Aim of the task. Nothing in the data may change. Copy all of it exactly.

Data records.
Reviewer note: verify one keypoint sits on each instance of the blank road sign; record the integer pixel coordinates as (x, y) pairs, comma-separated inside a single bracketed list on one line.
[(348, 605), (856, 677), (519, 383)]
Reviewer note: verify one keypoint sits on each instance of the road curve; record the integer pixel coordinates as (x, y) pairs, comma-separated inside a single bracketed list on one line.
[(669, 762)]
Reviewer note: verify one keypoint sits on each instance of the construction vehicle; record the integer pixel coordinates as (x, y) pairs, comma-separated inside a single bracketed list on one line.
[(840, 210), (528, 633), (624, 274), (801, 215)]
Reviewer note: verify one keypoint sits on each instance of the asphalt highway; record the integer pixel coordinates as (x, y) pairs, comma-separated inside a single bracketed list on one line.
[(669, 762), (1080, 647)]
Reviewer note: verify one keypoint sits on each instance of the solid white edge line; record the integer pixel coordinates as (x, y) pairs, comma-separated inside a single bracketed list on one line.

Result of the task.
Reviewer note: verify one keypoint sits on each instance of the blank road sign; record the integer pixel coordinates as (x, y) pairs, comma-separated inside a single bracketed list on one line.
[(348, 605), (856, 677), (519, 383)]
Reviewer note: verify one keypoint sits on each instance of the road curve; record the integer pixel coordinates as (x, y) pairs, comma-separated inside a single bracketed list on one line.
[(669, 762)]
Reviewer note: verify one keypoint sits on each instance of the construction vehicle; record the integer pixel coordinates as (x, y) pairs, comma-separated inside a single bracketed list on one line.
[(840, 210), (528, 633), (624, 274), (801, 215)]
Reviewer note: verify one keypoint sits on each instance of the asphalt highway; record the integer pixel coordinates as (x, y) pairs, comma-separated inside a single bracketed list on one line.
[(669, 762), (1080, 647)]
Reviewer note: verify one keypoint sits on each instance of the solid white edge line; record the integer pixel coordinates as (x, y) pairs, comma-separated inside a single bracketed list on one line.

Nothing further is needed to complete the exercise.